Exercise requirements:
a – In the text below on Vietnam's free trade agreements, what share of the country's total exports are its exports to other CPTPP member countries expected to make up by 2030?
b – Continue the text on Vietnam's free trade agreements from where it stops.

Text block:
^^^^

In addition, the recently-implemented FTAs will stimulate Vietnam’s economic growth. The nation’s exports to other CPTPP member countries are expected to grow by 4.04 percent and reach USD$80 billion by 2030, making up 25 percent of its total exports and raising the country’s gross domestic product (GDP) by 1.1 percent. Meanwhile, the EVFTA is expected to raise Vietnam’s export revenue to the EU by 42.7% by 2025 and 44.4% by 2030. Vietnam’s agricultural exports to the EU are set to increase by over USD$1 billion annually, increasing Vietnam’s agricultural GDP by 0.4-0.5% every year. The rise in Vietnam’s exports to the bloc will reduce the country’s dependence on the Chinese market for export revenue, such as in agricultural trade. The reduction of trade barriers under the EVFTA will boost Vietnam’s imports of high-tech machinery and electronic components from the EU, assisting Vietnamese manufacturers in reducing their reliance on Chinese inputs.
Participating in the CPTPP and EVFTA will also accelerate Vietnam’s institutional reforms and support its economic restructuring, allowing it to move up the global value chains. For instance, the ratification of EVFTA provisions that set high standards in areas of intellectual property, legal issues and rules of origin will incentivise Vietnamese manufacturers to use inputs from domestic sources, which in turn, stimulate the country’s supporting industries. According to forecasts made by the World Bank, should Vietnam adopt complementary domestic reforms to raise its productivity under the EVFTA, its GDP could increase further by 6.8 percent by 2030 — 4 percentage points more than the income gains from the EVFTA alone. Vietnam’s efforts to comply with international standards set in the newly-signed FTAs will, therefore, bolster the capabilities of its domestic supporting industries in supplying high-quality inputs for its electronic manufacturing industry. This will help to reduce the country’s reliance on cheap Chinese inputs in the medium-to-long term.

^^^^

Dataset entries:
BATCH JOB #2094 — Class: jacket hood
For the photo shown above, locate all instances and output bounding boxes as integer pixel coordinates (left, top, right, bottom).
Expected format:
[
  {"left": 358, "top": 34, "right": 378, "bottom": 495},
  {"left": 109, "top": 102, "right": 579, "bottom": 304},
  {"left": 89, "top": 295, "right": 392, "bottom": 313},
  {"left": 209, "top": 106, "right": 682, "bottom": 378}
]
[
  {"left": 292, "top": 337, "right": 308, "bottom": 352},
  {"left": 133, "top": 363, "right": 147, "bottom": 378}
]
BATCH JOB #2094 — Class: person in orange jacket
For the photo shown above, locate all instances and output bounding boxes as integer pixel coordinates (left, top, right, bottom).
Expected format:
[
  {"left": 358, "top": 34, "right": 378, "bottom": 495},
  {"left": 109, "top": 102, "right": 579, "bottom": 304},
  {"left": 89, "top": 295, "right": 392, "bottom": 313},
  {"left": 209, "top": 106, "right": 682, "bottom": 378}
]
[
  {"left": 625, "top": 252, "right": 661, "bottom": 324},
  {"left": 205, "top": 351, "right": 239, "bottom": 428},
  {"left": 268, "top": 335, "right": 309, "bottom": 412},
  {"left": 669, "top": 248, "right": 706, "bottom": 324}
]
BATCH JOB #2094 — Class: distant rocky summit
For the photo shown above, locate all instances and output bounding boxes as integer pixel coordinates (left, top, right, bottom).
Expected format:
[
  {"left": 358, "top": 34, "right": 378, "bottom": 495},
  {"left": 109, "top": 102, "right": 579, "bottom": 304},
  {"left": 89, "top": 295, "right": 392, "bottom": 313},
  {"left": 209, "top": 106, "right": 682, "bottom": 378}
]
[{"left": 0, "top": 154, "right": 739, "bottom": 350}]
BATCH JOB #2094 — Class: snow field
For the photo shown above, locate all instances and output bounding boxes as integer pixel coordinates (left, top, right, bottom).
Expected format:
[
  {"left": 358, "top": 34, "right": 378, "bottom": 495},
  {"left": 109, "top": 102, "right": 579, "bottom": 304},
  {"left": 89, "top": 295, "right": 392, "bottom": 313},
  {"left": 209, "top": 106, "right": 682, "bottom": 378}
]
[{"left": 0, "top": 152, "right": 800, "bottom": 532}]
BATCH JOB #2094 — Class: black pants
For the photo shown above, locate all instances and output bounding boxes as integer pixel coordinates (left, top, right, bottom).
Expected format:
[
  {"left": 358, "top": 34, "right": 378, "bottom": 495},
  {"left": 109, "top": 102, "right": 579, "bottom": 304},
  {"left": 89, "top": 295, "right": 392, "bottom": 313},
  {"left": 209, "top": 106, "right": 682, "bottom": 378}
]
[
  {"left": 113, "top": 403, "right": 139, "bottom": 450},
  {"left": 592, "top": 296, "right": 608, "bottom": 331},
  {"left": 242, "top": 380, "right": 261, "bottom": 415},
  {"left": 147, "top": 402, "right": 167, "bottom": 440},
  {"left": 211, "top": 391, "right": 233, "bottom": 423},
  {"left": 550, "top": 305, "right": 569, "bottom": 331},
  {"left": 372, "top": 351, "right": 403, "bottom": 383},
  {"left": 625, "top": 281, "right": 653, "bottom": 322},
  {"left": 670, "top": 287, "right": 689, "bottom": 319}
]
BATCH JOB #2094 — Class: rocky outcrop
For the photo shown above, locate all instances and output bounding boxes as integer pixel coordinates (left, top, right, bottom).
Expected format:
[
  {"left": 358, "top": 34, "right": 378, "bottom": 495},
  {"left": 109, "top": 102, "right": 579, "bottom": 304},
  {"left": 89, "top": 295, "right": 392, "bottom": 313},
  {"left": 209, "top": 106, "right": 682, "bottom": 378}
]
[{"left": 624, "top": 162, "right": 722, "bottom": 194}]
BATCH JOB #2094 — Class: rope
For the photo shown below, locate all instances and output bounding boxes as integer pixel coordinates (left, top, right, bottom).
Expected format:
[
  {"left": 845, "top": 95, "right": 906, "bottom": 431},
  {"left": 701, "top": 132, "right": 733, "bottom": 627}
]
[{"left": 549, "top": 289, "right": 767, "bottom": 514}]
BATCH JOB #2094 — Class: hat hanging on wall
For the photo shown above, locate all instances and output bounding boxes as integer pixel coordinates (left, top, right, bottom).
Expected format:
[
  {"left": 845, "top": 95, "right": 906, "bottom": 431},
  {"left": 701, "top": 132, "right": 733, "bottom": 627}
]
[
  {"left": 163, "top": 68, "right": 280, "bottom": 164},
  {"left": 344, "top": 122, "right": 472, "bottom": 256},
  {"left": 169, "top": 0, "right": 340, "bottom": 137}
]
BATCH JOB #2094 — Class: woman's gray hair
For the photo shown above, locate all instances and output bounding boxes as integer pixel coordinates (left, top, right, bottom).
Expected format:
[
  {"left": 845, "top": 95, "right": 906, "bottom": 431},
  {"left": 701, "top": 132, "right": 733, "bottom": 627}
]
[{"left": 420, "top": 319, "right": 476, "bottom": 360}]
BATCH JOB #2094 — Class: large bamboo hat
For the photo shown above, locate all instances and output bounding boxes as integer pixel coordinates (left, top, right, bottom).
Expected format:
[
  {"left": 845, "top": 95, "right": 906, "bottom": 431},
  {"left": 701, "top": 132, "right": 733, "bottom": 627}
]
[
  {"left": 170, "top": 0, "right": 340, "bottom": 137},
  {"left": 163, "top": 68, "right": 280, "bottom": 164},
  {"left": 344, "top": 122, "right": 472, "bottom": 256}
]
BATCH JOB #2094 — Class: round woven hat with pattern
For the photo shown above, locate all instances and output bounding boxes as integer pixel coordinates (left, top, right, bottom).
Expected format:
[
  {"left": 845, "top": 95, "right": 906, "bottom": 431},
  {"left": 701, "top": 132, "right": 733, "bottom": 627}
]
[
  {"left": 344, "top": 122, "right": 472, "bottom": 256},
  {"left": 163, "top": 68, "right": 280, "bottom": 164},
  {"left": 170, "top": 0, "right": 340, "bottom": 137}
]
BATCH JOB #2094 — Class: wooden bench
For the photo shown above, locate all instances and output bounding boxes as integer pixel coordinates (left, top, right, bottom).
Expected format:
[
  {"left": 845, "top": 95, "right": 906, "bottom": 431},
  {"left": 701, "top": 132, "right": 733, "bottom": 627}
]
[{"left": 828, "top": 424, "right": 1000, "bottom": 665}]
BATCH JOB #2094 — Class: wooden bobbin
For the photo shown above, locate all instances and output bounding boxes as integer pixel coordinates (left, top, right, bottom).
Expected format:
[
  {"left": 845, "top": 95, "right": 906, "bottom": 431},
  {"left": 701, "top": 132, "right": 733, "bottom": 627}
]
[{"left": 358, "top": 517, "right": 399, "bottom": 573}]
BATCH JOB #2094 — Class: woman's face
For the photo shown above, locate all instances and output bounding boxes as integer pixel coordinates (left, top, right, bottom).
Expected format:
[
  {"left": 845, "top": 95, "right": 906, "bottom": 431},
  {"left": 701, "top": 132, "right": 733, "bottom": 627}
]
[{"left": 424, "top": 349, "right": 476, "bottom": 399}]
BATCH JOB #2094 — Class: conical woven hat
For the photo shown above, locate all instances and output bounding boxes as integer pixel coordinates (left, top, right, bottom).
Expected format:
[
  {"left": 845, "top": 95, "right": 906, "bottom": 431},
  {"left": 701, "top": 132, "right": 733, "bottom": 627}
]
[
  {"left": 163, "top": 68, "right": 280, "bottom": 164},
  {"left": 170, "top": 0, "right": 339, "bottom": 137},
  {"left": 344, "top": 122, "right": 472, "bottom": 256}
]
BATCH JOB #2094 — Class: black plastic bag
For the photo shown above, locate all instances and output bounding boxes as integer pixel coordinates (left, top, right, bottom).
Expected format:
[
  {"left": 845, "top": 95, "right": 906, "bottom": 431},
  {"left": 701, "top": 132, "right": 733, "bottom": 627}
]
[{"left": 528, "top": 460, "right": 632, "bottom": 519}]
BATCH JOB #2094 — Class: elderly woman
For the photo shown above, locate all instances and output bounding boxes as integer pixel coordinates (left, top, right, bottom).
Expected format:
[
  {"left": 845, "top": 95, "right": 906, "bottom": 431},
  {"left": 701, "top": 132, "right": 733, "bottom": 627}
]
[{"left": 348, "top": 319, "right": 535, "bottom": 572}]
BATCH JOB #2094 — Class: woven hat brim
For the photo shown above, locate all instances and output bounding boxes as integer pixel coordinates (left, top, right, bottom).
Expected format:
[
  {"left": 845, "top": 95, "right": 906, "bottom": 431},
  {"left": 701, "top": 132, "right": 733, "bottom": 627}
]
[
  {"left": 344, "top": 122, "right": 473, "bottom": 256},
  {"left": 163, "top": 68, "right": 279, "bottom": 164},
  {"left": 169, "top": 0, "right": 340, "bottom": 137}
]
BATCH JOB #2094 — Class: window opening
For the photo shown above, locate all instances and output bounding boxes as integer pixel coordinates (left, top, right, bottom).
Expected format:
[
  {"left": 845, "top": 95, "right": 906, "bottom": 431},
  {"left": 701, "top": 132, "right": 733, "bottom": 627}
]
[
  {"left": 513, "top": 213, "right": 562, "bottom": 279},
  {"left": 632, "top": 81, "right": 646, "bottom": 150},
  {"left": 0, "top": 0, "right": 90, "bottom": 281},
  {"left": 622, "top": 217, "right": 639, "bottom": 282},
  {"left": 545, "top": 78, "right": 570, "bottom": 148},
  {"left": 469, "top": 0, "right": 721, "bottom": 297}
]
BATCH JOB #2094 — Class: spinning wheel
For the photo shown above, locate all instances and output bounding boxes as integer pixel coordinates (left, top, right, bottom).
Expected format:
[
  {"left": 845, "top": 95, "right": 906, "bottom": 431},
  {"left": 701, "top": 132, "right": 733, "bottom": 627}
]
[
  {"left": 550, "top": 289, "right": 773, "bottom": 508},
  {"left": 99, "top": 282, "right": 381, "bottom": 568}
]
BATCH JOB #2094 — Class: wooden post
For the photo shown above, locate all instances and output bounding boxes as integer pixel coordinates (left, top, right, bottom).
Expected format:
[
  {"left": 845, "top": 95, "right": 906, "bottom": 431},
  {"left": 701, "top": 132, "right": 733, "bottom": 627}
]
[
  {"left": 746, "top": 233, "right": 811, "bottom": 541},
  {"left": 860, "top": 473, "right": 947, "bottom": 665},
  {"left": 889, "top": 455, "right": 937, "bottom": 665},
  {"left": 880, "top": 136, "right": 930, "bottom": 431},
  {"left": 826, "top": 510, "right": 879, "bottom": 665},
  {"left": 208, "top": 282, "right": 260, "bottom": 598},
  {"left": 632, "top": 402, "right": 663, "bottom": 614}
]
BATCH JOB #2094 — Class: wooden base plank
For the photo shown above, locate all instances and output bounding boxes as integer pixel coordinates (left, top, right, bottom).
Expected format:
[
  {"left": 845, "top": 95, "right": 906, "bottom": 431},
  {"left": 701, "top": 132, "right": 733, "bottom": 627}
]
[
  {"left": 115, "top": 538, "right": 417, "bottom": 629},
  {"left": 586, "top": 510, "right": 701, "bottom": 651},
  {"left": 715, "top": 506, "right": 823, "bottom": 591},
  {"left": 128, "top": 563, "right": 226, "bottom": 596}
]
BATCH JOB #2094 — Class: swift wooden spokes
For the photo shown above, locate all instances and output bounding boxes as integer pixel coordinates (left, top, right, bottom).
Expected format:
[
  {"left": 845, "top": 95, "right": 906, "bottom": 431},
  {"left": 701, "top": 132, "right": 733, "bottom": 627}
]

^^^^

Answers to this exercise:
a – 25 percent

b –
To conclude, Vietnam’s persistent trade deficit with China and its overdependence on Chinese intermediate and capital goods are economic vulnerabilities for the country. Since the 2014 HD-981 oil-rig incident that led to increased bilateral tensions over the South China Sea, Vietnam has become increasingly wary of China’s use of economic leverage to advance its geopolitical interests. Vietnam has made progress in reducing its trade dependence on China, by deepening its international economic integration and strengthening its relations with key partners such as Japan and the EU.The recently-signed CPTPP and EVFTA add yet another two strategic economic partnerships to the country’s extensive network of Free Trade Agreements (FTAs). While Vietnam remains heavily trade dependent on China, the ongoing diversification of its trade relations will reduce its vulnerability to Chinese economic influence in the long-term.